*Alıştırmalar*:
A – Aşağıdaki ifadelerin sayfa metniyle uyuşup uyuşmadığını belirtin. Her biri için evet ya da hayır deyin ve karara dayanak olan sözleri metinden aynen alıntılayın.
(i) Abbas, idareyi yeğeni Hz. Ali aracılığıyla Haşimîlere geçirmek istemişti.
(ii) Hz. Ömer'in belirlediği şûra yedi kişiden oluşuyordu.
(iii) Hz. Ebû Bekir hiçbir muhalefetle karşılaşmadan herkesin onayıyla seçilmişti.
B – Sayfa metnine göre Abbas b. Abdulmuttalib idare için neden kendisini değil de yeğeni Hz. Ali'yi öne sürmeye çalışmıştı? Bir ila üç cümleyle açıklayın.

*Sayfa metni*:
________
Yönetici seçme sorunu henüz Resulüllah'ın hastalığı sırasında gündeme gelmişti. Hz. Peygamber hasta yatarken amcası Abbas b. Abdulmuttalib, hak vaki olması durumunda yöneticinin kim olacağı, nasıl seçileceği belli olmadığı için yeğeni Hz. Ali vasıtasıyla idareyi Haşimîler üzerine geçirmek istemişti. Yeğenini öne sürmeye çalışmıştı, zira kendisi Mekke'nin fethinden sonra Müslüman olduğu için İslam'daki konumu ortaya çıkmasına uygun değildi. Ancak Hz. Ali ihtiyatlı yaklaşarak bu konunun Resulüllah'a açılması durumunda, 'Ya vermezse, bir daha da Peygamber size vermedi diye kimse idareyi bize bırakmaz' gerekçesiyle teklifi uygun bulmamıştı. Sonrası Sakîfe'deki toplantı ve malum süreç.
Hz. Ebû Bekir tartışmalı bir süreçten sonra çoğunluğun onayıyla seçilmişti. Ancak başta Haşimîler olmak üzere birçok kişi de muhalif kalmıştı. Sonrasında Hz. Ebû Bekir, Hz. Ömer'i aday göstermiş ve o da çoğunluğun onayıyla idareci seçilmişti. Akabinde Hz. Ömer 6 kişilik şûra üyesi belirlemiş ve bunlar arasından Hz. Osman ve Hz. Ali çıkarak bir şekilde seçim sayılabilecek yöntemlerle işbaşına gelmişlerdi.
Hz. Ömer'in oluşturduğu 6 kişilik şûra üyelerinin hepsi Kureyş'ten olduğu için, bu yapı müteakip süreçte Kureyş merkezli idarî tekeli beraberinde getirmiştir. Nitekim iktidarı ele geçiren Muaviye de aynı yoldan giderek, idareyi Kureyş'e mal etmiş, hatta idarenin Kureyş'e ait olması gerektiğine dair rivayetler bile servis edilerek Kureyş tekelli iktidara meşru statü kazandırma çabası içine girilmiştir. Dahası hilafeti saltanata çevirerek hanedan idaresini başlatmıştır.
________
*Verilen liste*:
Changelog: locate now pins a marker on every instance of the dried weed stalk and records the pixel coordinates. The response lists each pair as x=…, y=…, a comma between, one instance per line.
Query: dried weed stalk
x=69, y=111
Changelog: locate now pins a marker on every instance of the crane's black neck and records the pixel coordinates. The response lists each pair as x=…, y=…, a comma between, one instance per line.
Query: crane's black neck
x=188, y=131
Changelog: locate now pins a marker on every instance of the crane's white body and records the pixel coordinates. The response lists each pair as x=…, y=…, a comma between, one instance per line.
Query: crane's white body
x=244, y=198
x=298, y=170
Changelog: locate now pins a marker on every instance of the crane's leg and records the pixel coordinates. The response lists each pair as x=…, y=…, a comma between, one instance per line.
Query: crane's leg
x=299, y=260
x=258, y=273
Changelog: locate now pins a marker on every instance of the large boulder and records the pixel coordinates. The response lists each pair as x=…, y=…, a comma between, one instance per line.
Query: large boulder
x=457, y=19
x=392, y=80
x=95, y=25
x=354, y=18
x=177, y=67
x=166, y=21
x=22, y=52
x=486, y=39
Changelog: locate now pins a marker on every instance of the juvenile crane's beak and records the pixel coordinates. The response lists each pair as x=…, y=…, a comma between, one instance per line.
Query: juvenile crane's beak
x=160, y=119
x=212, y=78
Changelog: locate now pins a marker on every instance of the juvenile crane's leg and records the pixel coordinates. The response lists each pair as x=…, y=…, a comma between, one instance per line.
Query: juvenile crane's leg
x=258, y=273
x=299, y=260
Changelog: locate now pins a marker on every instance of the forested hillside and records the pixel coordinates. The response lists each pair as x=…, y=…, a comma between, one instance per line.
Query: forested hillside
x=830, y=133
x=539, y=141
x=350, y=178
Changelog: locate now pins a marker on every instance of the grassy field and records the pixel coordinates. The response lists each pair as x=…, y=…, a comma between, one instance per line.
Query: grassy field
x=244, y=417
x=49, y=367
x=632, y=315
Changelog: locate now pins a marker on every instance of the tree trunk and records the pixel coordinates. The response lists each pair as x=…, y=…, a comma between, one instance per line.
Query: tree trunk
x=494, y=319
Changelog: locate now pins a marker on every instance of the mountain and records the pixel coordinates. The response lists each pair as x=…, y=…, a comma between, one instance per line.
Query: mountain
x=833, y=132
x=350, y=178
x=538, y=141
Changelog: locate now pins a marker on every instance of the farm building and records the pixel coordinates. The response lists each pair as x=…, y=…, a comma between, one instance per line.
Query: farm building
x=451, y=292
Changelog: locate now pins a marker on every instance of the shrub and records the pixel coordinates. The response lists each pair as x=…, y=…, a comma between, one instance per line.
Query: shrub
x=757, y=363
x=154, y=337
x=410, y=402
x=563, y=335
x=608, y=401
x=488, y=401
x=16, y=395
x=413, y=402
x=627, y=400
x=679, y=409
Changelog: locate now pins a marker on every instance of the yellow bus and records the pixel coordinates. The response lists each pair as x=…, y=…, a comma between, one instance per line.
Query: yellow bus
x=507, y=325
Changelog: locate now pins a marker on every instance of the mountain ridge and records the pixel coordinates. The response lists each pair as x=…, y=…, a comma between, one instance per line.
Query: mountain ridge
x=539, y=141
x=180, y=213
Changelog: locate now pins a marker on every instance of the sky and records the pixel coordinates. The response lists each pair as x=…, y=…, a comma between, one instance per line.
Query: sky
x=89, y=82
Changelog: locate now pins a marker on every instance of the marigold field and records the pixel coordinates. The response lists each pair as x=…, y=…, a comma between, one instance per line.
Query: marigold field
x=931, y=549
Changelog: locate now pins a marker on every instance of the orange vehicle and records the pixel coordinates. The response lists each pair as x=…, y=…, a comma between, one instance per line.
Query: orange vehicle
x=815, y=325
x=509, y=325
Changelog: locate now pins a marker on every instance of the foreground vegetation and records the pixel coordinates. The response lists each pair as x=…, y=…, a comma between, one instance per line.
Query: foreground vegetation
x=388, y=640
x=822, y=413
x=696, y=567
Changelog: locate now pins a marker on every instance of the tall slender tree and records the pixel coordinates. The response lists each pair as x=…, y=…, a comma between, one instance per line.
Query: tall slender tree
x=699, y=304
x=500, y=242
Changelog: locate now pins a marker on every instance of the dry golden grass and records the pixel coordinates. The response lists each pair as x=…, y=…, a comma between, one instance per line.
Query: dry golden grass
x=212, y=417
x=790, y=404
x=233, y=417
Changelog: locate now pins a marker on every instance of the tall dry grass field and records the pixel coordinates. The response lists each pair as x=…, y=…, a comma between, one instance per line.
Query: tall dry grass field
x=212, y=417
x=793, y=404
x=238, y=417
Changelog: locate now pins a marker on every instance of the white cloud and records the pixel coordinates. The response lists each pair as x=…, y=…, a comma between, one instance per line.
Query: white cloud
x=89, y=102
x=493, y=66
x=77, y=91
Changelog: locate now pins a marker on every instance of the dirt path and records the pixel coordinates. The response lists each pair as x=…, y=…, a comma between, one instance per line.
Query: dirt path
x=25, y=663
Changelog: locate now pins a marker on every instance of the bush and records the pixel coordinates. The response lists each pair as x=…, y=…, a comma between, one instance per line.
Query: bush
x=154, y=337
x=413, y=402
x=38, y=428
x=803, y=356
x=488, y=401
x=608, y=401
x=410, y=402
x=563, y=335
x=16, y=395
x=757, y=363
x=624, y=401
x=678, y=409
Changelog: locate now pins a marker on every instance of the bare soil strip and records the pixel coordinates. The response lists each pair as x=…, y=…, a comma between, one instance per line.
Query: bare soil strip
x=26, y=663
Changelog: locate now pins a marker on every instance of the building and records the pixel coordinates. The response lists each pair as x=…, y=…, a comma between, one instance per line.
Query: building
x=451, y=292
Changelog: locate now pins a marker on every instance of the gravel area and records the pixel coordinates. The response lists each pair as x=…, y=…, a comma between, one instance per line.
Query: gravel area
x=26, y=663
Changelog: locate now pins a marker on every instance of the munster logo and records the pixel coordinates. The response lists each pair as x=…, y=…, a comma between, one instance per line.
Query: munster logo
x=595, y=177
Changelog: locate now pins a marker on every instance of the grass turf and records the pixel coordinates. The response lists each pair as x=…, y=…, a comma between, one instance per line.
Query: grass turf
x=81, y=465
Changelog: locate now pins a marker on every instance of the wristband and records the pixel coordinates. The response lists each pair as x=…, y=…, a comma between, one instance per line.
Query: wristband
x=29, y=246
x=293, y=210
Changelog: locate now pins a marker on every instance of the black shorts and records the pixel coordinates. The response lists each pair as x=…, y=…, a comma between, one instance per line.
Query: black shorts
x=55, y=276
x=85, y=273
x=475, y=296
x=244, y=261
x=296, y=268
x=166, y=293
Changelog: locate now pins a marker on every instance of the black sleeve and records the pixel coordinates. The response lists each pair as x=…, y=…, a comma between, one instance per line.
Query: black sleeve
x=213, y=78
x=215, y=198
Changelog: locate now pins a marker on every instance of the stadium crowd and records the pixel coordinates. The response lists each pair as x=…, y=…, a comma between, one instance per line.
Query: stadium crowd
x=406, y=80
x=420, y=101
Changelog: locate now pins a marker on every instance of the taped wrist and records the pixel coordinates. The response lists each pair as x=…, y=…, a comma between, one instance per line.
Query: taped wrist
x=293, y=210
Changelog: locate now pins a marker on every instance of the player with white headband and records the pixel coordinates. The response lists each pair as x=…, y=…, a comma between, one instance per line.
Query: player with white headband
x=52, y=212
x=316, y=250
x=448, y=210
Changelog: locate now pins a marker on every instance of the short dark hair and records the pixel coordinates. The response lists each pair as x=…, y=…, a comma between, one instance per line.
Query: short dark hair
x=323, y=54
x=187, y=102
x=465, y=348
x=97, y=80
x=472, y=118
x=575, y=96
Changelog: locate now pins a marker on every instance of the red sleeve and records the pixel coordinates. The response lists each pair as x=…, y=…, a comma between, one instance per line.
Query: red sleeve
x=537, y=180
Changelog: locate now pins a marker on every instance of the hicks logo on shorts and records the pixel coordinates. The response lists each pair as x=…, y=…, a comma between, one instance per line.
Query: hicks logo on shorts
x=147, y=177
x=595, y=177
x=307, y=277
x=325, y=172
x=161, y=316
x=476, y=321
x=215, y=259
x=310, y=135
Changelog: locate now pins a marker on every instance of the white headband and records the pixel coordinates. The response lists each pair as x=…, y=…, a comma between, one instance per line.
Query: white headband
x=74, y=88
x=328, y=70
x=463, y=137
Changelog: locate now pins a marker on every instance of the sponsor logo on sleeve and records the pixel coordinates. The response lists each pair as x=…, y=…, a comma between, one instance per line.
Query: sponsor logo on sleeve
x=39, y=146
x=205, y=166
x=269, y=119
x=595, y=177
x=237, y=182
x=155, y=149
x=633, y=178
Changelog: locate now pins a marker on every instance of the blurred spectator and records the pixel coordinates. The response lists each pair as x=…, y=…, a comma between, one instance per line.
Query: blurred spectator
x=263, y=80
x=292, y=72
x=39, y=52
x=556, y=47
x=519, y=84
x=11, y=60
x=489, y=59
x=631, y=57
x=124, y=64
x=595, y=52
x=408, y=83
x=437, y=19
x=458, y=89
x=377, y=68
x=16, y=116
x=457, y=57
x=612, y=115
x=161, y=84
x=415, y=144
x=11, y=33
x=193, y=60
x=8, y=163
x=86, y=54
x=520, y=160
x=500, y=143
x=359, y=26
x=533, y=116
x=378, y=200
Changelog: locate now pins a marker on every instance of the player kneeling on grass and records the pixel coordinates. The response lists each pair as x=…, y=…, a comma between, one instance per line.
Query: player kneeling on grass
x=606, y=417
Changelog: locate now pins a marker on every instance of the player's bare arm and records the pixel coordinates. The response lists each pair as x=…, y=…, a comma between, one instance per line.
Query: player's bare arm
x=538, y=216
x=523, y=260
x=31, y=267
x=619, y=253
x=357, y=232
________
*Verilen cevaplar*:
A –
(i) Evet: "yeğeni Hz. Ali vasıtasıyla idareyi Haşimîler üzerine geçirmek istemişti"
(ii) Hayır: "Hz. Ömer 6 kişilik şûra üyesi belirlemiş"
(iii) Hayır: "çoğunluğun onayıyla seçilmişti. Ancak başta Haşimîler olmak üzere birçok kişi de muhalif kalmıştı"

B – Abbas, Mekke'nin fethinden sonra Müslüman olmuştu. Bu yüzden İslam'daki konumu kendisinin öne çıkmasına uygun değildi. Bu nedenle idareyi yeğeni Hz. Ali vasıtasıyla Haşimîlere geçirmek istemişti.